Input data: Begin

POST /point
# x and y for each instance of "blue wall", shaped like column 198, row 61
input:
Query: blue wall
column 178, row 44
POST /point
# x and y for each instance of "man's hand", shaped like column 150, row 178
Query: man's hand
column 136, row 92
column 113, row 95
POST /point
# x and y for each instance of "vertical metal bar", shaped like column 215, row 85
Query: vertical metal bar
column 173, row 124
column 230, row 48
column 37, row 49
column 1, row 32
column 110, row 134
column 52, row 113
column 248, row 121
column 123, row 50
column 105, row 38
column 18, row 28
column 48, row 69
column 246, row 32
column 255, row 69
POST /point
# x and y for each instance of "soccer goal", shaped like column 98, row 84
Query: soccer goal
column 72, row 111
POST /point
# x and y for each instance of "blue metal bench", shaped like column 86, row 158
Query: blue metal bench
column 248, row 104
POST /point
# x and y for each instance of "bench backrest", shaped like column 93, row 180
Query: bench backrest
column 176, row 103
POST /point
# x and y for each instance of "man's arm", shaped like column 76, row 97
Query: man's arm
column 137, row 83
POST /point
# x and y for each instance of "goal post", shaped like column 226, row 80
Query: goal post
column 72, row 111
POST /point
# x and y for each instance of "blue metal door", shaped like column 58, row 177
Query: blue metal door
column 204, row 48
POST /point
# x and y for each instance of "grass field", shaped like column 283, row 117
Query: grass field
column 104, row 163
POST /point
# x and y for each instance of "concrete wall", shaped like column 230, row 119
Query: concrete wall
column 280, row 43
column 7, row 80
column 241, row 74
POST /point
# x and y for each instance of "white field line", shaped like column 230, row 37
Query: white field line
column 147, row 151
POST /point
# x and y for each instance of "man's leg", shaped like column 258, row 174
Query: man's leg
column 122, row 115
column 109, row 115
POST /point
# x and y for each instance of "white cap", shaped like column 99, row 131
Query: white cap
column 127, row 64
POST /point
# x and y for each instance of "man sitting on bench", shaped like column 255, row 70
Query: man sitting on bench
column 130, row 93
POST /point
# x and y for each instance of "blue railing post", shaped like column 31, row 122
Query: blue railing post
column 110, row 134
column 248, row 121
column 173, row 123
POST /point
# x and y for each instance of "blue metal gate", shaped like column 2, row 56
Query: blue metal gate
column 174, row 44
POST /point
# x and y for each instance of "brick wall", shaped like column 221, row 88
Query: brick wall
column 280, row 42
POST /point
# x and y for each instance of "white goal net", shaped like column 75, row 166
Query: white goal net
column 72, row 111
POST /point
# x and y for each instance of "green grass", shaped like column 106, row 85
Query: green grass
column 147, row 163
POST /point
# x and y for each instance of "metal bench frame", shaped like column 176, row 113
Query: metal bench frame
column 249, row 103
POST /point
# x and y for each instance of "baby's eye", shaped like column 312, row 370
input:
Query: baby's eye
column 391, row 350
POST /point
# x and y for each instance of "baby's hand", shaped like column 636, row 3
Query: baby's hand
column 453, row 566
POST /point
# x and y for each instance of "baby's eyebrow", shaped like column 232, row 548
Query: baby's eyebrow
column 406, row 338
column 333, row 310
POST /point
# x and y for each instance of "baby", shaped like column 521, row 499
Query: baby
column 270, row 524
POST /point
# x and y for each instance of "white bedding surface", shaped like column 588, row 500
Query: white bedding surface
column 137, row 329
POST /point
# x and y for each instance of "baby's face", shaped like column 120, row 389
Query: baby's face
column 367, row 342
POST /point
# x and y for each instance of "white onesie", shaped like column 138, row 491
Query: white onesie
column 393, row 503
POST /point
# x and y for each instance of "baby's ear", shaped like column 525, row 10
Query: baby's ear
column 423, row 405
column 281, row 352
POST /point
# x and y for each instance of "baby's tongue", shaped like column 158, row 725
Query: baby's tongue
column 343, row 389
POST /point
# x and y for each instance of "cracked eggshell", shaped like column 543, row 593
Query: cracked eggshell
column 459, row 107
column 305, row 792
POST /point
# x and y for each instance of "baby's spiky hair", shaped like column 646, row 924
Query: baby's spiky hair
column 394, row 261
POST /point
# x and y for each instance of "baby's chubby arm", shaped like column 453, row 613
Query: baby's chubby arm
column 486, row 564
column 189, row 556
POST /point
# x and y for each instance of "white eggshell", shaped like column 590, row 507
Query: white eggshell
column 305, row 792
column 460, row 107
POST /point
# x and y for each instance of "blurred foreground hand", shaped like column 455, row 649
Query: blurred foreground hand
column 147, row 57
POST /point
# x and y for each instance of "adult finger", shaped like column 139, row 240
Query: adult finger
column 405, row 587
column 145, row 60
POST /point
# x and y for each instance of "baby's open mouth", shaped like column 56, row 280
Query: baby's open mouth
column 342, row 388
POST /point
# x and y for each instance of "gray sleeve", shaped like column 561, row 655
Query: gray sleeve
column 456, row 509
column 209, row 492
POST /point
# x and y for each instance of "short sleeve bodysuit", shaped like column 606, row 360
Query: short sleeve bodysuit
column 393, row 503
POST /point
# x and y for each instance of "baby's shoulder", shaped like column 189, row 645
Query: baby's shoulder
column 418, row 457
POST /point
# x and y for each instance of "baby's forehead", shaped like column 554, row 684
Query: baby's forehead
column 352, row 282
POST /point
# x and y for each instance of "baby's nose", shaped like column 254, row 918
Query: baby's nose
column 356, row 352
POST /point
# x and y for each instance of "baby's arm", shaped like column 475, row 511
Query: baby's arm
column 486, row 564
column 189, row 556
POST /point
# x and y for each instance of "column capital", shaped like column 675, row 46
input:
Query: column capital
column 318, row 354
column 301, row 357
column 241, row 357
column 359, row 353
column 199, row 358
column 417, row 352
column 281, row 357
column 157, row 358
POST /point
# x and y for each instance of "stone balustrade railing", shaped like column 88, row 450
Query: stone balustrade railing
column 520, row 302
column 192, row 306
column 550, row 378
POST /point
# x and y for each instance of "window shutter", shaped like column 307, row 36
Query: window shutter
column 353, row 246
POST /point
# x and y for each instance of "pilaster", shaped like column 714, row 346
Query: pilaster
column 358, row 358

Input data: End

_What is required_: Produce an identical printout of the material above.

_Response to this task_:
POST /point
# x and y for each instance of "blue wall", shaped like column 198, row 61
input:
Query: blue wall
column 178, row 44
POST /point
# x and y for each instance of "man's hand", shaped like column 150, row 178
Query: man's hand
column 136, row 92
column 113, row 95
POST /point
# x and y for each instance of "vertical metal bar", shaped like column 215, row 85
Query: vertical metal bar
column 173, row 124
column 230, row 48
column 37, row 49
column 1, row 32
column 110, row 134
column 52, row 113
column 248, row 121
column 123, row 50
column 105, row 38
column 18, row 28
column 48, row 69
column 246, row 32
column 255, row 69
POST /point
# x and y for each instance of "soccer goal", shaped like column 98, row 84
Query: soccer goal
column 72, row 111
POST /point
# x and y for each instance of "blue metal bench", shaped like column 86, row 158
Query: blue metal bench
column 248, row 104
POST /point
# x and y for each instance of "bench backrest", shaped like column 93, row 180
Query: bench backrest
column 176, row 103
POST /point
# x and y for each instance of "man's arm", shaped like column 76, row 97
Query: man's arm
column 137, row 83
POST /point
# x and y for each instance of "goal post", shaped like column 226, row 80
Query: goal post
column 72, row 111
POST /point
# x and y for each instance of "blue metal door", shaped like column 58, row 177
Query: blue metal door
column 204, row 48
POST /point
# x and y for each instance of "grass field", shaped like column 283, row 117
Query: grass field
column 104, row 163
POST /point
# x and y for each instance of "concrete wall", shaped like column 230, row 119
Query: concrete wall
column 280, row 43
column 7, row 80
column 241, row 74
POST /point
# x and y for each instance of "white field line", shaped like column 230, row 37
Query: white field line
column 147, row 151
POST /point
# x and y for each instance of "man's leg", shaped like column 258, row 174
Query: man's leg
column 122, row 115
column 109, row 115
POST /point
# x and y for each instance of "white cap", shaped like column 99, row 131
Query: white cap
column 127, row 64
POST /point
# x and y for each instance of "man sitting on bench", shaped like column 255, row 70
Query: man sitting on bench
column 130, row 93
POST /point
# x and y for each instance of "blue railing post", shaped like column 31, row 122
Query: blue railing post
column 110, row 134
column 248, row 121
column 173, row 123
POST /point
# x and y for each instance of "blue metal gate", shaped like column 2, row 56
Query: blue metal gate
column 174, row 44
POST /point
# x and y for each instance of "brick wall", shaped like column 221, row 88
Query: brick wall
column 280, row 42
POST /point
# x and y for each instance of "white goal net", shaped like column 75, row 166
Query: white goal net
column 72, row 111
POST /point
# x and y for each instance of "green grass", shaped like column 106, row 85
Query: green grass
column 147, row 163
POST /point
# x and y for each instance of "metal bench frame", shaped like column 176, row 113
Query: metal bench frame
column 249, row 103
POST /point
# x and y for each instance of "baby's eye", shaped like column 312, row 370
input:
Query: baby's eye
column 391, row 350
POST /point
# x and y for each instance of "baby's hand", shaped like column 636, row 3
Query: baby's hand
column 453, row 566
POST /point
# x and y for each instance of "baby's eyebrow", shaped like column 232, row 548
Query: baby's eyebrow
column 406, row 338
column 333, row 310
POST /point
# x and y for each instance of "baby", shaped like column 521, row 499
Query: baby
column 270, row 524
POST /point
# x and y for each instance of "white bedding surface", shaped like column 588, row 500
Query: white bedding surface
column 137, row 329
POST /point
# x and y for each instance of "baby's face", shaped like column 120, row 389
Query: baby's face
column 367, row 342
POST /point
# x and y for each instance of "white onesie", shaped like column 138, row 491
Query: white onesie
column 393, row 503
POST /point
# x and y for each instance of "baby's ear", shaped like column 525, row 10
Query: baby's ear
column 423, row 405
column 281, row 352
POST /point
# x and y for each instance of "baby's tongue", shaped like column 158, row 725
Query: baby's tongue
column 343, row 389
POST /point
# x and y for each instance of "cracked eggshell", shaped like column 543, row 593
Query: cracked eggshell
column 459, row 107
column 305, row 792
POST /point
# x and y for each instance of "baby's spiky hair", shaped like column 646, row 924
Query: baby's spiky hair
column 394, row 261
POST /point
# x and y for each instance of "baby's chubby arm", shaped like column 453, row 613
Query: baby's chubby arm
column 486, row 564
column 189, row 556
POST /point
# x and y for each instance of "white eggshell", shaped like column 590, row 507
Query: white eggshell
column 305, row 792
column 460, row 107
POST /point
# x and y for each instance of "blurred foreground hand", shaped like column 455, row 649
Query: blurred foreground hand
column 147, row 57
POST /point
# x and y for each instance of "adult finger", shaped like column 139, row 240
Query: adult finger
column 405, row 587
column 145, row 60
POST /point
# x and y for each instance of "baby's open mouth", shaped like column 56, row 280
Query: baby's open mouth
column 342, row 388
POST /point
# x and y for each instance of "gray sleeve", shaped like column 561, row 655
Query: gray sleeve
column 456, row 509
column 209, row 492
POST /point
# x and y for each instance of "short sleeve bodysuit", shaped like column 606, row 360
Query: short sleeve bodysuit
column 393, row 503
POST /point
# x and y for each instance of "baby's shoulder", shaped like column 189, row 645
Query: baby's shoulder
column 418, row 457
POST /point
# x and y for each instance of "baby's forehead", shaped like column 554, row 684
Query: baby's forehead
column 352, row 282
POST /point
# x and y for each instance of "baby's nose", shaped like column 254, row 918
Query: baby's nose
column 356, row 352
POST /point
# x and y for each instance of "baby's arm", shaped like column 475, row 511
Query: baby's arm
column 486, row 564
column 189, row 556
POST /point
# x and y for each instance of "column capital", shaped like column 675, row 46
input:
Query: column capital
column 318, row 354
column 301, row 357
column 241, row 357
column 359, row 353
column 199, row 358
column 417, row 352
column 281, row 357
column 157, row 358
POST /point
# x and y for each instance of "stone balustrade railing", shaped like column 88, row 450
Query: stone balustrade railing
column 520, row 302
column 192, row 306
column 550, row 378
POST /point
# x and y for each instance of "window shutter", shaped like column 307, row 36
Query: window shutter
column 353, row 246
POST /point
# x and y for each instance of "pilaster", shaped like column 714, row 346
Query: pilaster
column 358, row 358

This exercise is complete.